--- Excerpt Enclosed Below ---
Value-Based Care News

Developing Post-Acute Networks for APM Reimbursement Success

Healthcare organizations should develop narrow post-acute networks of top performing providers to maximize alternative payment model reimbursement, Premier stated.

By Jacqueline LaPointe

- About 85 percent of healthcare C-suite leaders expect to expand post-acute care partnerships over the next three years, especially as their organizations aim to maximize alternative payment model reimbursement, a recent Premier report found.

Post-acute care networks can help healthcare organizations boost alternative payment model reimbursement

Under many alternative payment models, providers are financially accountable for the cost and quality of care even after discharge. Some quality measures used to determine value-based reimbursement assess care up to 30 days post-discharge and some bundled payment models keep providers accountable for 90 days of care.

“Given this new reality, providers must better understand trends after patients are discharged from the health system and better manage how and where they engage PAC [post-acute care] providers,” stated the report. “As our healthcare system pushes providers toward more population health, hospital leaders must optimize their use of PAC and establish partnerships to delivery highest quality, most cost-effective patient care.”

However, Premier found that creating a post-acute care network is a daunting task for many healthcare organizations. Approximately 95 percent of C-suite leaders stated that their hospitals and healthcare systems may face challenges with developing high-value post-acute care partnerships.

The report attributed post-acute care network hardships to a lack of performance data and high levels of cost and quality variation among post-acute providers.

“Historically, healthcare providers have not had the data to really see across the continuum of care with any degree of reliability,” Blair Childs, Premier Senior VP of Public Affairs, said in a teleconference. “Once they’ve been getting this information as a result of participating in accountable care organizations and some of the bundled payment programs, they’re seeing the variation within their communities in terms of the post-acute care network.”

For example, a 2014 study in The New England Journal of Medicine showed that top post-acute care providers had an average Medicare length-of-stay of less than 24 days, but low-performing providers had an average of more than 34 days.

The variation in length-of-stay equated to a $4,000 per admission difference.

Another MedPAC report from March also found that quality performance on discharge to community, new pressure sore development, and readmissions significantly varied from low- to top-performing providers.  For instance, the 25th percentile of skilled nursing facilities had a 7.8 percent rate for potentially avoidable readmissions during a stay. In contrast, the 75th percentile had a 13.6 percent rate.

Now that healthcare organizations can access quality and cost performance data, Premier developed five best practices for developing a high-value post-acute care network. The considerations include determining roles within the organization to spearhead the project, understanding performance through data, starting dialogues with post-acute providers, developing narrow preferred provider networks, and improving patient care together.

Healthcare organizations should start by identifying who within their organization will be responsible for post-acute engagement, the report stated.

“These network development processes take leadership. They take guidance,” Andy Edeburn, Principle of Population Health Advisory Services at Premier, said at the teleconference. ”Defining accountability in the organization from who is going to champion this to who is going to actually build it up, set it up and operate it, has become more and more urgent.”

The organization should clarify roles, duties, staffing, communication, and workflows that will be part of the healthcare system and preferred post-acute provider partnerships. It should also define accountabilities for communication, decision-making, and conflict resolution as the collaboration matures.
--- End of Enclosed Excerpt ---
--- Given entries Enclosed Below ---
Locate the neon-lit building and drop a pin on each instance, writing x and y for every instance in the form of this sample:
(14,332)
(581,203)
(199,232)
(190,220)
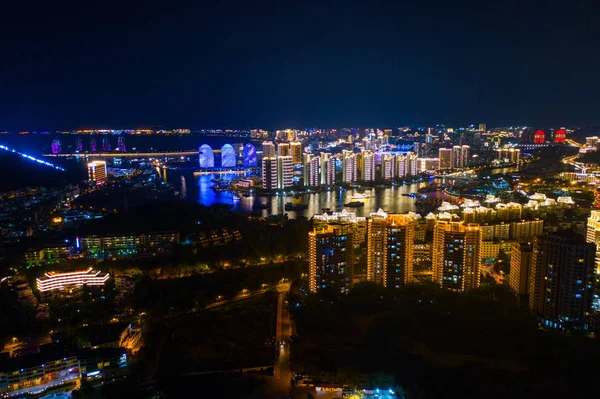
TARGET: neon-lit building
(56,146)
(539,137)
(97,171)
(105,143)
(250,155)
(23,375)
(228,156)
(52,281)
(78,144)
(121,144)
(296,152)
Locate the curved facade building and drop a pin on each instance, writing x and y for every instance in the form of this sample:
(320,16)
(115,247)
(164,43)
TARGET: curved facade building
(539,137)
(78,145)
(206,157)
(105,143)
(121,144)
(250,159)
(227,156)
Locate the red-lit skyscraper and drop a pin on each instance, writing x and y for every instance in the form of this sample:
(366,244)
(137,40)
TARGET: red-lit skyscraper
(539,137)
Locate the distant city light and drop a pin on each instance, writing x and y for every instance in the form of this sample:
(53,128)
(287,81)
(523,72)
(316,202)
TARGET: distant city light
(2,147)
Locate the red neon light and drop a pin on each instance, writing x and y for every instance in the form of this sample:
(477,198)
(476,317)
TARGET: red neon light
(539,137)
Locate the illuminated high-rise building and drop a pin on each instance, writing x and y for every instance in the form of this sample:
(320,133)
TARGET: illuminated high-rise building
(592,141)
(411,164)
(457,255)
(78,144)
(327,169)
(97,171)
(296,152)
(268,149)
(312,172)
(330,258)
(105,143)
(593,236)
(521,256)
(390,239)
(388,167)
(562,279)
(368,165)
(445,156)
(464,156)
(526,230)
(56,146)
(51,281)
(401,166)
(349,167)
(269,173)
(284,150)
(510,211)
(285,172)
(539,137)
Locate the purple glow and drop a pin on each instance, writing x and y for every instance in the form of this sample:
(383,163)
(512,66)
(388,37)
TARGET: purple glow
(105,143)
(56,146)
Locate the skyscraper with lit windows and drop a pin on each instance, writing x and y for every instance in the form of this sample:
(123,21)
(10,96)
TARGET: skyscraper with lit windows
(268,149)
(269,173)
(285,172)
(296,152)
(349,167)
(330,258)
(312,173)
(388,167)
(390,248)
(368,165)
(284,150)
(457,255)
(445,156)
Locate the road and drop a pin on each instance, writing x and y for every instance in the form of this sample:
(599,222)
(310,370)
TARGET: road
(280,385)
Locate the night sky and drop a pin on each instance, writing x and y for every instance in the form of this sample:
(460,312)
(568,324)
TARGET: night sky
(297,64)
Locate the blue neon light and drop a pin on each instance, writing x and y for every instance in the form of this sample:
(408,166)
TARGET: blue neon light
(2,147)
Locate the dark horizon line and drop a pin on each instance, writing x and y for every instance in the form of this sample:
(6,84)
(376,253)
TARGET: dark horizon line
(411,126)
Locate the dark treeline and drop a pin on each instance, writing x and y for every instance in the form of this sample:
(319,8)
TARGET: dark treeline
(435,343)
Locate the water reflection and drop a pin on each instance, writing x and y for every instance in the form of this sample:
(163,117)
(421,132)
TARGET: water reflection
(388,198)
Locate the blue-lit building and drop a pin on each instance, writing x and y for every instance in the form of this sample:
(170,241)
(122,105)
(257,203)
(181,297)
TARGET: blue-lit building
(250,159)
(228,156)
(562,280)
(331,258)
(206,157)
(456,256)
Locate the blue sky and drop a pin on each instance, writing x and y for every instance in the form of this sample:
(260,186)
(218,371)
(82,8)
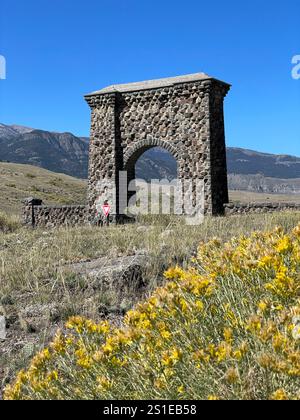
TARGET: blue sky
(58,50)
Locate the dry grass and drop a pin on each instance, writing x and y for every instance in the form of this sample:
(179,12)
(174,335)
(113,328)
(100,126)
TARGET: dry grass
(252,197)
(21,181)
(33,271)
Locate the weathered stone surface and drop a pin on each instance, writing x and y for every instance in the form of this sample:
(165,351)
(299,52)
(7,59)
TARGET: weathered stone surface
(2,328)
(182,115)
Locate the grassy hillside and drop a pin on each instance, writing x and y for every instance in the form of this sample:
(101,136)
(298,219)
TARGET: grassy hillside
(241,299)
(38,297)
(249,197)
(18,181)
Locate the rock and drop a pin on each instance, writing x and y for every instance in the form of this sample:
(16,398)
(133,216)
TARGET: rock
(2,328)
(118,273)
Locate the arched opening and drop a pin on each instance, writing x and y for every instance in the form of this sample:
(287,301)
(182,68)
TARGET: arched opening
(152,173)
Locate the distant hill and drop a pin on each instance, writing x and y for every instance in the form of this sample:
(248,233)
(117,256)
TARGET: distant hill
(65,153)
(249,162)
(21,181)
(57,152)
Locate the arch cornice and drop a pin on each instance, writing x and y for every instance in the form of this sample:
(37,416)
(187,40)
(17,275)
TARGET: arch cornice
(148,143)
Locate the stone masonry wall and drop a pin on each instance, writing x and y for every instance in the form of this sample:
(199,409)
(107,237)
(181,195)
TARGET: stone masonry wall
(186,119)
(54,216)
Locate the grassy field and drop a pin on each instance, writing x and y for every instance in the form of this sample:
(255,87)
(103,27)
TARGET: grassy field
(251,197)
(38,293)
(22,181)
(227,327)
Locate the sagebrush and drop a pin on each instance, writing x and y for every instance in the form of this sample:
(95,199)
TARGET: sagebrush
(226,327)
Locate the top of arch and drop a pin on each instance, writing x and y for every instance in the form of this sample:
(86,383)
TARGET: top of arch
(154,84)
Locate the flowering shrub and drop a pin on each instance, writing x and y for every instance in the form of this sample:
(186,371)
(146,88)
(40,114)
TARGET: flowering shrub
(227,327)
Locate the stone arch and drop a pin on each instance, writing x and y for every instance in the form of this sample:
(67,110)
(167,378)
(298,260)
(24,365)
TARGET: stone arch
(133,153)
(183,115)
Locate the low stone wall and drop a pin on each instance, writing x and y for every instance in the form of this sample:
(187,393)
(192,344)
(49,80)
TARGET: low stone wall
(240,208)
(53,216)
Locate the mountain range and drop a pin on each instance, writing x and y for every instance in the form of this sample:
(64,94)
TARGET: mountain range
(68,154)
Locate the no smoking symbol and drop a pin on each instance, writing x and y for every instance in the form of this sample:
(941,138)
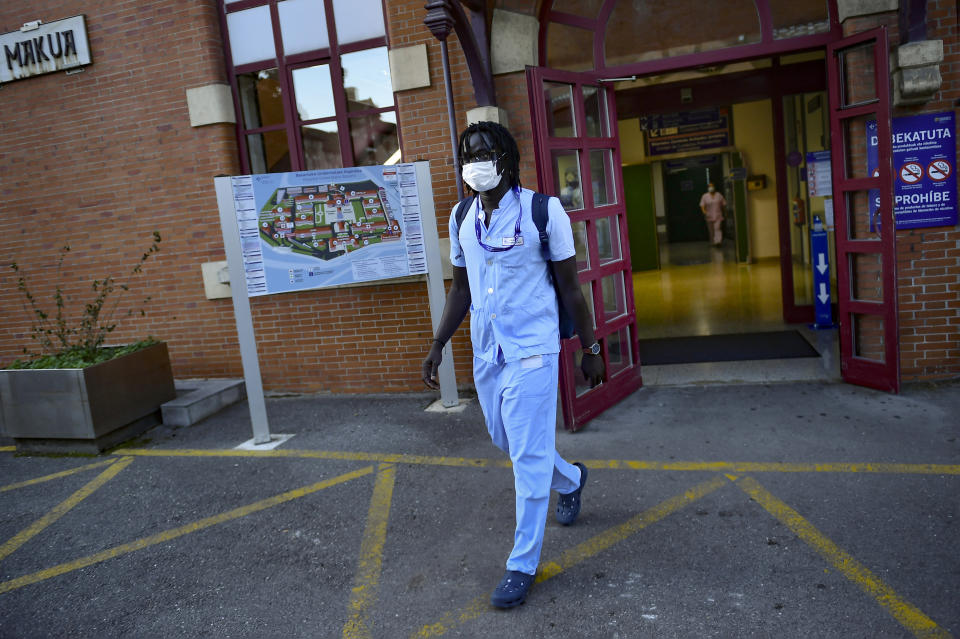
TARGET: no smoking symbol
(911,172)
(939,170)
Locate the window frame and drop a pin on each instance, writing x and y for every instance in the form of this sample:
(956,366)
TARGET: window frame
(285,65)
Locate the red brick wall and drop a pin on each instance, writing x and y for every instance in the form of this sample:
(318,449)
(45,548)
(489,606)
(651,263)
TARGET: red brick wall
(928,259)
(102,158)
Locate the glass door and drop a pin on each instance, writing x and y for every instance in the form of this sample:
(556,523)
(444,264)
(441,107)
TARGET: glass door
(863,210)
(578,161)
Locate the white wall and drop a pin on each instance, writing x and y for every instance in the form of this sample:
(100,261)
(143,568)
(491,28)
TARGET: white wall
(753,131)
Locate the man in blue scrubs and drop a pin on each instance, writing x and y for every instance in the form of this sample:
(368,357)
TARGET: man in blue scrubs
(500,276)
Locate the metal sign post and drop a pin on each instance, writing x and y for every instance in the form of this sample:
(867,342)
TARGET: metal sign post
(435,289)
(241,310)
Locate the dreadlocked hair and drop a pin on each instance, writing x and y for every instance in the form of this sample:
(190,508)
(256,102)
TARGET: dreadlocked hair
(502,142)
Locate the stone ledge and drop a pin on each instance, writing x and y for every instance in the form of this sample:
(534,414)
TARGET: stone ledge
(197,399)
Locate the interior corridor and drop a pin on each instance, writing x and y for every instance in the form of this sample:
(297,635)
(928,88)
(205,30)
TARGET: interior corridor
(701,290)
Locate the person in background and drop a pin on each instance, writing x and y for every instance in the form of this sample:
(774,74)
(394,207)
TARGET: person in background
(501,276)
(712,205)
(570,195)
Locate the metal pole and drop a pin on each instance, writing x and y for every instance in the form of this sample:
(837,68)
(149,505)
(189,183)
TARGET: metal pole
(241,310)
(435,290)
(451,116)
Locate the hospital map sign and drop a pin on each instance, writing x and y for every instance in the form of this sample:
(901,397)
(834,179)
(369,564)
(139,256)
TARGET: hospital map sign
(924,162)
(316,229)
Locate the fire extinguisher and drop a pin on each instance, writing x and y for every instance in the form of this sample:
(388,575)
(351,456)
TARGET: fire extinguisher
(799,211)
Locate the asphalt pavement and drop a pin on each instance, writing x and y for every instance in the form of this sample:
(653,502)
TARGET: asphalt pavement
(782,510)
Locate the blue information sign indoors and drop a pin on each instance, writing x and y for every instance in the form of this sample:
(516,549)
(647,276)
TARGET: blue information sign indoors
(819,250)
(687,131)
(924,159)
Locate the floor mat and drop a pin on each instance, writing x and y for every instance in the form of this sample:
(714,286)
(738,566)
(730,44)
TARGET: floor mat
(725,348)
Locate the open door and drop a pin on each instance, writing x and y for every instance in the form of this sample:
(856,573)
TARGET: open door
(578,160)
(863,209)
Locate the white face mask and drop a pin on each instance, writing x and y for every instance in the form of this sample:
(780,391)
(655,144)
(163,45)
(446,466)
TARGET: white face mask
(481,176)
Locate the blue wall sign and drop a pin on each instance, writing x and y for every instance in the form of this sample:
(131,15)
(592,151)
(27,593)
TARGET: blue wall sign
(924,161)
(687,131)
(819,250)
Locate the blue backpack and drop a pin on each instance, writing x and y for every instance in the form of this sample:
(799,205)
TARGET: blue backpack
(540,217)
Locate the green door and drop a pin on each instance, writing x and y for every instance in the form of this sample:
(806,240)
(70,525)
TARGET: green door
(641,217)
(684,182)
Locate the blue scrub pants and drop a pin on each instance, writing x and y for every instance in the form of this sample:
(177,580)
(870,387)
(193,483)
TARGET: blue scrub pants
(519,402)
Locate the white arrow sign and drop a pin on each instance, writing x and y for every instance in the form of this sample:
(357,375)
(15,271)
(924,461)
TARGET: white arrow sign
(822,265)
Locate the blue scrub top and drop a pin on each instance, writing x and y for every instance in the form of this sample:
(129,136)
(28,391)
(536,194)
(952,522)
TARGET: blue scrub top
(513,303)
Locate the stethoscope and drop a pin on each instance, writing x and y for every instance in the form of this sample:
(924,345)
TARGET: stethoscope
(516,228)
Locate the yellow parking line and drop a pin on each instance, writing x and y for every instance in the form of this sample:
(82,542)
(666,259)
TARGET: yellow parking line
(778,467)
(607,464)
(570,558)
(62,508)
(365,582)
(173,533)
(63,473)
(909,616)
(383,458)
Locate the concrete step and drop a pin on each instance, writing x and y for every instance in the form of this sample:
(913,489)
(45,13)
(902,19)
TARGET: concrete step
(197,399)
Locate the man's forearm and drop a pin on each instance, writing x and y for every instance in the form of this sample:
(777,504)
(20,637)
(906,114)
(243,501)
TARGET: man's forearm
(454,310)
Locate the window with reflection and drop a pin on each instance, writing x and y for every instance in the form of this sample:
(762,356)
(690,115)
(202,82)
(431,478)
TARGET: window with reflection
(319,96)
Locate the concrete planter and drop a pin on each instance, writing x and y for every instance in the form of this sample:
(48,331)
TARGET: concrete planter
(86,409)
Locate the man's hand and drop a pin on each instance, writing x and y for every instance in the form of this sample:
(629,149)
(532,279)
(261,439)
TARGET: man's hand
(593,369)
(431,364)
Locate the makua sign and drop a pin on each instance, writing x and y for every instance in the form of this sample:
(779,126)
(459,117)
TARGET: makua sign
(39,48)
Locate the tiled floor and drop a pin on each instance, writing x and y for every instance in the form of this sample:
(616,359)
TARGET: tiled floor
(701,290)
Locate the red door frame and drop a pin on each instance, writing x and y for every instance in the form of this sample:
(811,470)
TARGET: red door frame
(883,375)
(577,411)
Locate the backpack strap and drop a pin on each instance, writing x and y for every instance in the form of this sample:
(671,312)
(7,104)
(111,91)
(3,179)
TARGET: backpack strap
(462,209)
(540,218)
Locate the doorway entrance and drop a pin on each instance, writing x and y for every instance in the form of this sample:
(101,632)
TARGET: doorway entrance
(765,64)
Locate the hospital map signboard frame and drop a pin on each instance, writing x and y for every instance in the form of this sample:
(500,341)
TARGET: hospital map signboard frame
(304,230)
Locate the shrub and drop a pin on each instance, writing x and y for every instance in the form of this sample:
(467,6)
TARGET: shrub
(66,345)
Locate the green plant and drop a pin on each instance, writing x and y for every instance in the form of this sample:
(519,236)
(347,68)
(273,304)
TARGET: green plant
(66,345)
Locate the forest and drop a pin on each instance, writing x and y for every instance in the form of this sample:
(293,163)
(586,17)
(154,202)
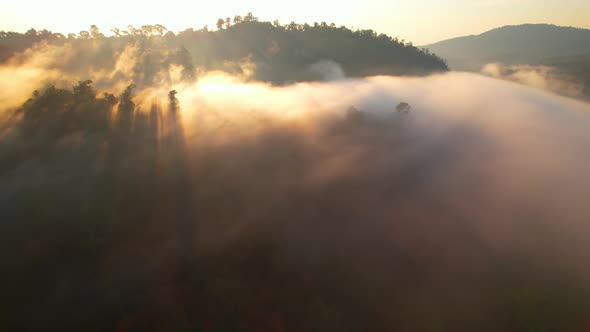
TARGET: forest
(141,192)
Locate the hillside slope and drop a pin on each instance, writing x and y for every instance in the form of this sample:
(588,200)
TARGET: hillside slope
(520,44)
(272,52)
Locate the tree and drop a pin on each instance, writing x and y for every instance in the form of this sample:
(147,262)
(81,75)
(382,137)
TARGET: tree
(250,18)
(220,23)
(95,32)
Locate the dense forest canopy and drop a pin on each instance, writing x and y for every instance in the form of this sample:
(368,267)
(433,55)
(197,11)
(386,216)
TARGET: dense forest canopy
(278,53)
(141,192)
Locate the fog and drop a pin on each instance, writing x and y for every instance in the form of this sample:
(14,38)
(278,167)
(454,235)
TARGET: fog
(321,193)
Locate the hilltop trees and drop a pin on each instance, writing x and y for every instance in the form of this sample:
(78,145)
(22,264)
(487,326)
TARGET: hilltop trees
(278,52)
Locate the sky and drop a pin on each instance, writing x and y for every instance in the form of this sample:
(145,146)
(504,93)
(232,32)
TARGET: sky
(419,21)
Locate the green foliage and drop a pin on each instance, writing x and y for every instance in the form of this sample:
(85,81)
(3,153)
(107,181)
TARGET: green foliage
(279,53)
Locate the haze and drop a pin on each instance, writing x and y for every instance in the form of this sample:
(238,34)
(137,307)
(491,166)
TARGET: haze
(422,22)
(270,176)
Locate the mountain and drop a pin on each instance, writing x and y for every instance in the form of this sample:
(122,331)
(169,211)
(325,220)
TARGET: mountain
(519,44)
(273,52)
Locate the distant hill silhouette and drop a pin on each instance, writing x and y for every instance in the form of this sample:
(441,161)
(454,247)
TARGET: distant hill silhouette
(520,44)
(279,53)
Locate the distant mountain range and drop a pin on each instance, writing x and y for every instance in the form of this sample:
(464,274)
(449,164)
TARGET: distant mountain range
(521,44)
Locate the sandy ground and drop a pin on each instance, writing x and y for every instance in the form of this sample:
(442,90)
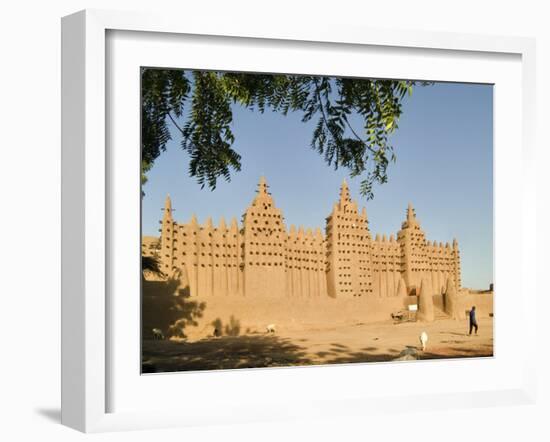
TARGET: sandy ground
(346,344)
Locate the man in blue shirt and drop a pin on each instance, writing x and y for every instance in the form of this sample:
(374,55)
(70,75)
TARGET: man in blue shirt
(473,320)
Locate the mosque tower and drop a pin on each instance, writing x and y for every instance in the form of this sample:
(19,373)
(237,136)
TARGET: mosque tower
(264,246)
(348,249)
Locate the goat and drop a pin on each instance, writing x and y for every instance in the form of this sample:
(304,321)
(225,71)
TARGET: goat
(157,334)
(423,340)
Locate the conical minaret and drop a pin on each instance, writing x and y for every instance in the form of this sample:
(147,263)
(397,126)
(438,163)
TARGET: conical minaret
(348,240)
(167,237)
(344,195)
(264,240)
(167,208)
(413,245)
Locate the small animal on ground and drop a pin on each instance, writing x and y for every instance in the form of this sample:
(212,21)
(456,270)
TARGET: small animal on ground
(157,334)
(423,340)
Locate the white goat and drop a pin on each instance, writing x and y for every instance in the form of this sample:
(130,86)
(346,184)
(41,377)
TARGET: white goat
(423,340)
(157,334)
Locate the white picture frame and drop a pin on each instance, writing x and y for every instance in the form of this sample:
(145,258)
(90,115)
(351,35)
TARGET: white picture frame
(87,208)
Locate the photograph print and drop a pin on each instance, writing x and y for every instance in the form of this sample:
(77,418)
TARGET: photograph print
(296,220)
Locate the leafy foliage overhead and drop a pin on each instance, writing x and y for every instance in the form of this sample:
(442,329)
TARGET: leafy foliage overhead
(199,104)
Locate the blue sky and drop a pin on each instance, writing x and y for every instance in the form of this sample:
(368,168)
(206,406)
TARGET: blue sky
(444,167)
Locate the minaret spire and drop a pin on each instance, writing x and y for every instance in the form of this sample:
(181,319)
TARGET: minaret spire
(167,208)
(262,186)
(410,213)
(345,197)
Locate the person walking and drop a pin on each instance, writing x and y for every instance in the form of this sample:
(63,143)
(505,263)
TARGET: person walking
(473,320)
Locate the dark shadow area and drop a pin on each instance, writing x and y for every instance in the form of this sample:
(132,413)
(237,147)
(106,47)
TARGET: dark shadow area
(168,307)
(226,352)
(51,414)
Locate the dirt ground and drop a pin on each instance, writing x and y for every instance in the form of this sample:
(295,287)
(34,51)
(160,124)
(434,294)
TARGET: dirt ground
(379,342)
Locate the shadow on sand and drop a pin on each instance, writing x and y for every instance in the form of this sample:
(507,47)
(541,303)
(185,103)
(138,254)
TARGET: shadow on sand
(222,353)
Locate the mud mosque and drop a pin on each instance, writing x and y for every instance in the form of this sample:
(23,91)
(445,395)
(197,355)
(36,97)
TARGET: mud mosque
(258,272)
(262,259)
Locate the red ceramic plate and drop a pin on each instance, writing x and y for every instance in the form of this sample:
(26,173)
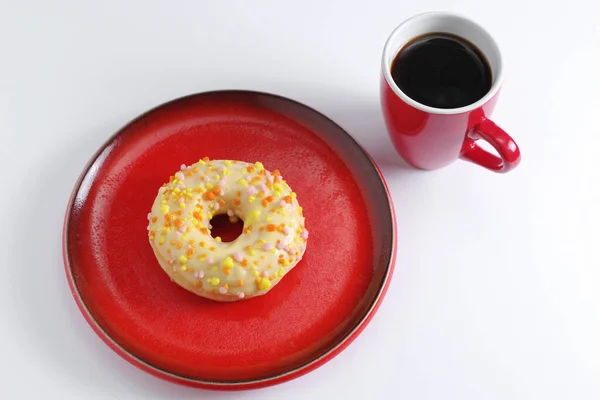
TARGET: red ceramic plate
(314,313)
--- End of Enclosed Given entries ---
> _What needs to be done_: Continue the article on building post-acute care networks for alternative payment models from the point where it stops.

> _Written reply_:
Understanding what post-acute care is needed in the network should be the next step for healthcare organizations, added the report.

“What organizations need to do is figure out what are their needs from a post-acute perspective,” said Edeburn. “Do we have enough nursing homes or skilled nursing facilities support in our market? Do we need more home health agencies support? What are our needs? What are our gaps?”

Healthcare organizations should also use available data, such as CMS compare websites, to evaluate local post-acute providers. Post-acute providers in the network should be able to serve the same patient populations as the healthcare organization with high quality, cost-effective care.

Once healthcare organizations develop a post-acute care network strategy, they should start dialogues with interested local post-acute care providers.

“Organizations need to consider the data they’ve learned, but they also need to evaluate in-person and via data requested from the post-acute providers about their capacity and their ability,” stated Edeburn. “A lot of organizations do that via surveys or requests for information from the post-acute providers. A lot of it is done via on-site visits.”

With interested post-acute providers, healthcare organizations should develop narrow networks with preferred institutions. The preferred providers should be willing to adopt accountable care measures and a culture of safety, quality, and patient centeredness as well as fit a top performer profile.

“In that environment, what organizations need to think about is identifying those top performers who are going to help address that need that was identified early on,” added Edeburn.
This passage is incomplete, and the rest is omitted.